Exercise description: Set down each record exactly as written.

>> begin Entries

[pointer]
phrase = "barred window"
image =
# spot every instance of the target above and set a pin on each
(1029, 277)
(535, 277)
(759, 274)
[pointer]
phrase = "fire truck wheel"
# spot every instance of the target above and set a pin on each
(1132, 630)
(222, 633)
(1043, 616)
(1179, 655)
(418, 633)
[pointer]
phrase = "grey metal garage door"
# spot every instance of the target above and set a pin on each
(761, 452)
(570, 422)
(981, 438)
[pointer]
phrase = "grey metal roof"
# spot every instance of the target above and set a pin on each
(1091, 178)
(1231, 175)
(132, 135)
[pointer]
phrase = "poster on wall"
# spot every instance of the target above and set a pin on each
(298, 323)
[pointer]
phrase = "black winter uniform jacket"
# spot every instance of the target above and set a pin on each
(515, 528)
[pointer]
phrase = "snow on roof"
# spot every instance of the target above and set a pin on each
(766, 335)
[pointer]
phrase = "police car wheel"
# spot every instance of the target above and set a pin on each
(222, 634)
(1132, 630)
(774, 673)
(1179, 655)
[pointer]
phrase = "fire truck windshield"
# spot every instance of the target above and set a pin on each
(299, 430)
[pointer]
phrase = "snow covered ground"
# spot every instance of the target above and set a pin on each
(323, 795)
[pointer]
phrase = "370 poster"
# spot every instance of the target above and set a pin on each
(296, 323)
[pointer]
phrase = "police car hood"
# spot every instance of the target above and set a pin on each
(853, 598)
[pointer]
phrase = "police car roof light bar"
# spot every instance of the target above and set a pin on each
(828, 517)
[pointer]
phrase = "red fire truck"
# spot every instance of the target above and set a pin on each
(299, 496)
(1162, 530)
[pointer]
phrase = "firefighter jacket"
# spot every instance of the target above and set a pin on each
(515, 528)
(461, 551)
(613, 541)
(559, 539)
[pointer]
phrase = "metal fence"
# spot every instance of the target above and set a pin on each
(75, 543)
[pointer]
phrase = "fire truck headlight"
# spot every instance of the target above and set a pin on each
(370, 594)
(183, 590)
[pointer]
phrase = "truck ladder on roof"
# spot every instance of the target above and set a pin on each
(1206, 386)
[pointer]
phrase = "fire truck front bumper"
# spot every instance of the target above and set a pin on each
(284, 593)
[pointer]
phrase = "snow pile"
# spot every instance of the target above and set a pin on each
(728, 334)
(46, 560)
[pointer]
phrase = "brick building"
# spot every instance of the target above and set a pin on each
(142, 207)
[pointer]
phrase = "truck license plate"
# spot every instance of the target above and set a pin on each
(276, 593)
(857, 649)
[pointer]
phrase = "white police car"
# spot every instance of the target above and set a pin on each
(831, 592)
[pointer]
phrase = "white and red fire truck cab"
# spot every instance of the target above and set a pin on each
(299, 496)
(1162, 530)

>> end Entries

The completed task:
[pointer]
phrase = "barred window"
image =
# spot every instance of the target above and set a pin on each
(1029, 277)
(535, 277)
(759, 274)
[pointer]
phrase = "fire truck wheel"
# spot every instance of the target above and set a pin on each
(1132, 630)
(222, 633)
(1043, 616)
(1179, 655)
(418, 633)
[pointer]
phrase = "grey metal garage door"
# spot every instance of the target above and set a pin on each
(761, 452)
(570, 422)
(981, 438)
[pointer]
phrase = "grey metal roof"
# spot every instance of the target above and set a pin on each
(1091, 178)
(1231, 175)
(132, 135)
[pointer]
phrase = "poster on wall"
# spot every instance of the target above and set a pin on each
(298, 323)
[pointer]
phrase = "black winter uniform jacket"
# spot every instance of the target above and set a pin on each
(515, 528)
[pointer]
phrase = "snow on roof"
# spot every instance of the target above and set a pin on each
(766, 335)
[pointer]
phrase = "police car wheel"
# spot every instance of the target above and set a pin on each
(222, 634)
(1132, 630)
(774, 673)
(1179, 655)
[pointer]
phrase = "fire truck windshield"
# spot every instance of the target above and set a pin on each
(299, 430)
[pointer]
phrase = "snow covered ground"
# spot every instance of the target above and set a pin on each
(323, 795)
[pointer]
phrase = "370 poster"
# spot every instance of the target above and set a pin on each
(296, 323)
[pointer]
phrase = "police car hood"
# spot every instance of the target above and set a pin on each
(853, 598)
[pointer]
phrase = "police car roof light bar"
# spot every instance of the target above and set a pin on each
(828, 517)
[pointer]
phrase = "red fire truck"
# spot every instance of the target above and set a pin on each
(299, 496)
(1162, 530)
[pointer]
phrase = "firefighter jacket"
# spot every instance of the target above and set a pin on each
(515, 528)
(461, 551)
(613, 541)
(559, 539)
[pointer]
phrase = "metal fence"
# spot every instance of the target above and set a pin on each
(75, 543)
[pointer]
phrase = "fire truck headlight"
# spot every instance of the target above and set a pin on each
(370, 594)
(183, 590)
[pointer]
phrase = "truck ladder on roof"
# spot every instance of the target above and set a pin on each
(1206, 386)
[pointer]
phrase = "fire truck front bumper"
# spot every instance of the target above and set a pin on each
(284, 593)
[pointer]
phrase = "snow pile"
# spot every instance of the target above and set a pin on each
(728, 334)
(46, 560)
[pointer]
phrase = "brick building"
# spot every instance of the target above and set a pin on each
(142, 207)
[pointer]
phrase = "truck license plate"
# spot every instance of the target above and set a pin on each
(276, 593)
(857, 649)
[pointer]
phrase = "white police car"
# spot every instance of the target above and set a pin on each
(831, 592)
[pointer]
phrase = "white and red fire truck cab"
# spot every instance of the target above and set a pin on each
(299, 496)
(1162, 530)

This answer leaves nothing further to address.